━━━ EXCERPTED TEXT ━━━

It’s time to end the leafy greens cone of silence.
This time it has made people unnecessarily sick.
I wouldn’t touch their product.
But how would I know?
On Sept. 14, 2006, the U.S. Food and Drug Administration announced that an outbreak of E. coli O157: H7 had killed a 77-year-old woman and sickened 49 others. The FDA learned from the Centers for Disease Control and Wisconsin health officials that the outbreak may have been linked to the consumption of produce and identified bagged fresh spinach as a possible cause.
Eventually, four would die and at least 200 sickened.
One of the responses was to form the Leafy Greens Marketing Agreement (LGMA) which apparently overseas most of the leafy greens production in the U.S.
They are known primarily for self-aggrandizing press releases.
And lots of rumors about how they inhibit epidemiological investigations into outbreaks of foodborne illness linked to their products (search ‘cone of silence’ on barfblog.com for plenty of examples)
According to the U.S. Centers for Disease Control, since the last update on April 10, 2018, 18 more people from 9 states were added to this outbreak.
How many of those could have been prevented if CDC or State health types fingered chopped Romaine lettuce when rumors started circulating? Is the goal of LGMA really to forego epi and demand absolute proof before going public?
As of April 12, 2018, 35 people infected with the outbreak strain of E. coli O157:H7 have been reported from 11 states. Illnesses started on dates ranging from March 22, 2018 to March 31, 2018. Ill people range in age from 12 to 84 years, with a median age of 29. Sixty-nine percent of ill people are female. Twenty-two ill people have been hospitalized, including three people who developed hemolytic uremic syndrome, a type of kidney failure. No deaths have been reported.
Illnesses that occurred after March 27, 2018, might not yet be reported due to the time it takes between when a person becomes ill with E. coli and when the illness is reported. This takes an average of two to three weeks.

━━━ MATERIAL PROVIDED ━━━

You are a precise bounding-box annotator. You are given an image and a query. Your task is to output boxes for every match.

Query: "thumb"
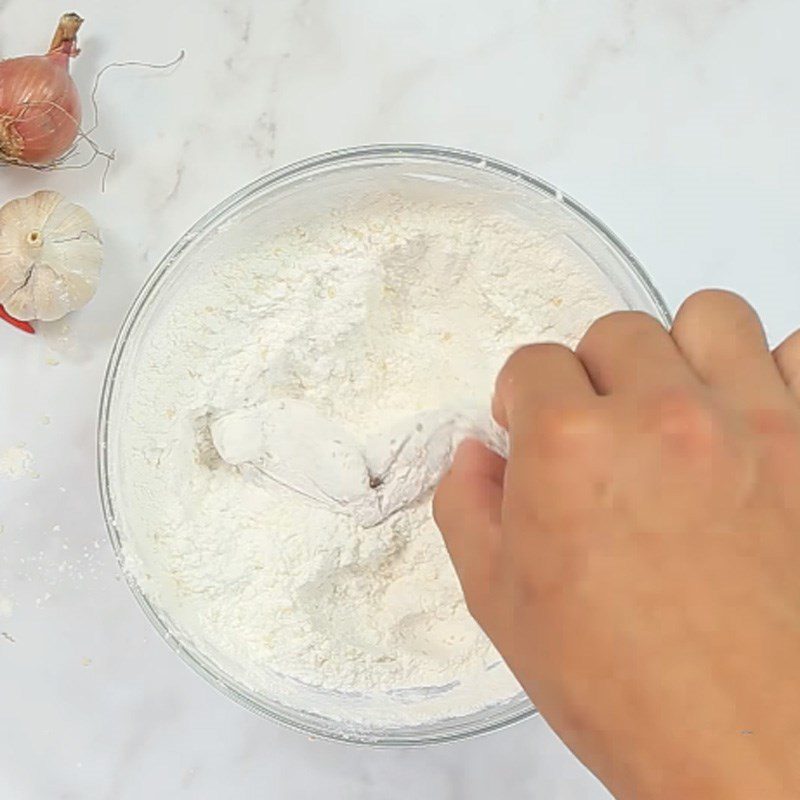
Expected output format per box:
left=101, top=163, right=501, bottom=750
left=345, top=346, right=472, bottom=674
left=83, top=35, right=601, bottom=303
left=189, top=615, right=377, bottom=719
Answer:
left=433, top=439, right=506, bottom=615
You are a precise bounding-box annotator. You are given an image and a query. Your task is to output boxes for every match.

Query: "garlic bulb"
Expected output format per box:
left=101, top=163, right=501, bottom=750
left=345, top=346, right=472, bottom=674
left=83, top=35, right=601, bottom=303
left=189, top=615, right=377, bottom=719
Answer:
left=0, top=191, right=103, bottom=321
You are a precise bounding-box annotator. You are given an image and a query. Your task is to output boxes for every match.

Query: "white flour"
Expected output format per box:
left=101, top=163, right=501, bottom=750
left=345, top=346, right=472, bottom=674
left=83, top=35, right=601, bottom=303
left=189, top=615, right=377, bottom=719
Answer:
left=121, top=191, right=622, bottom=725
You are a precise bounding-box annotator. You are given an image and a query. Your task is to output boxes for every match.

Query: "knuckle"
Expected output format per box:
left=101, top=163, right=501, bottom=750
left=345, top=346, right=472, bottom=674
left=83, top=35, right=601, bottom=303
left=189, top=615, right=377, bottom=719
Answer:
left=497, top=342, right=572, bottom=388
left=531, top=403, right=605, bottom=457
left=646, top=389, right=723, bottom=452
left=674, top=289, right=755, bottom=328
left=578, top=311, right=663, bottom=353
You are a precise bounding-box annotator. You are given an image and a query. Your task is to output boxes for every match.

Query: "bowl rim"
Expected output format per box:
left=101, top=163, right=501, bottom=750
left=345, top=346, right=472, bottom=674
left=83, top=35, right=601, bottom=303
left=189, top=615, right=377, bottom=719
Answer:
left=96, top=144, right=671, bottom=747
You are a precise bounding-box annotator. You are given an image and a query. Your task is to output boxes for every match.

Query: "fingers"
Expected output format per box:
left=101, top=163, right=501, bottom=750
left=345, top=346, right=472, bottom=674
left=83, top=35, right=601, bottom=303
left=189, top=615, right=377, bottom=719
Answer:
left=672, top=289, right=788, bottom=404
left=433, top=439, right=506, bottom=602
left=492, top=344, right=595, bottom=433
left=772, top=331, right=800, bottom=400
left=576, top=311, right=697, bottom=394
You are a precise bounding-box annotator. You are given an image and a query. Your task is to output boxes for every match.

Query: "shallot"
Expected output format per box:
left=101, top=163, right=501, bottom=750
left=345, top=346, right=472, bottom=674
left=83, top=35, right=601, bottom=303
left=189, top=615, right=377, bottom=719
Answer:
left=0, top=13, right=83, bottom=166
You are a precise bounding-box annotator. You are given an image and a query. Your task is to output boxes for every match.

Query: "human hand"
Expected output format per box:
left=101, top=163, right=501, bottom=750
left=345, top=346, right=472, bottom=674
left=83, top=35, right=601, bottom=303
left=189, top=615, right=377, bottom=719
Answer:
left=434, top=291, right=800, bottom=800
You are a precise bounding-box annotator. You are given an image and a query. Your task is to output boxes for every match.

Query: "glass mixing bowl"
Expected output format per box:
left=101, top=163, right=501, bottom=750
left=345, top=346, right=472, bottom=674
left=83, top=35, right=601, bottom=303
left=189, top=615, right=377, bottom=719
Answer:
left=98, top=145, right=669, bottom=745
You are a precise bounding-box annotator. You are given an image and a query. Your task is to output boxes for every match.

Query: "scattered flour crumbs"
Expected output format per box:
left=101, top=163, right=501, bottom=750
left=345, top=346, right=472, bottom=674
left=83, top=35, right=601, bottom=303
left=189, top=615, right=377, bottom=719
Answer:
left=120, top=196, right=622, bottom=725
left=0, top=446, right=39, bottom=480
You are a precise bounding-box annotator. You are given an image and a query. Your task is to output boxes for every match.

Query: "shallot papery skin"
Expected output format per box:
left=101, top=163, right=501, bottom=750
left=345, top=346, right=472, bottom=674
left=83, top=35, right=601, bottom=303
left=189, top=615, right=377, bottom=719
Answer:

━━━

**WHAT YOU WILL DO**
1 - In the piece on the leafy greens outbreak, how many ill people had been hospitalized as of April 12, 2018?
2 - Carry on the piece about the leafy greens outbreak, picking up right after its final sentence.

**RESULTS OF THE EXERCISE**
1 - Twenty-two

2 -
Epidemiologic evidence collected to date indicates that chopped romaine lettuce is the likely source of this outbreak. Twenty-six (93%) of 28 people interviewed reported consuming romaine lettuce in the week before their illness started. This percentage is significantly higher than results from a survey[787 KB] of healthy people in which 46% reported eating romaine lettuce in the week before they were interviewed. Most people reported eating a salad at a restaurant, and romaine lettuce was the only common ingredient identified among the salads eaten. The restaurants reported using bagged, chopped romaine lettuce to make salads. At this time, ill people are not reporting whole heads or hearts of romaine.
Traceback investigations are ongoing to determine the source of chopped romaine lettuce supplied to restaurant locations where ill people ate. At this time, no common grower, supplier, distributor, or brand has been identified. However, preliminary information indicates that the chopped romaine lettuce was from the Yuma, Arizona growing region.
Information collected to date indicates that chopped romaine lettuce from the Yuma, Arizona growing region could be contaminated with E. coli O157:H7 and could make people sick.
Advice to Restaurants and Retailers:
- Restaurants and retailers should not serve or sell any chopped romaine lettuce, including salads and salad mixes containing chopped romaine lettuce, from the Yuma, Arizona growing region.
- Restaurants and retailers should ask their suppliers about the source of their chopped romaine lettuce.
That’s right, consumers, it’s up to you.
It should be up to the restaurant or retailer, who markets food safety at point-of-purchase.
And LGMA, which covers Yuma growing, should be forthcoming about risks, rather than blowing themselves in nonsensical tweets.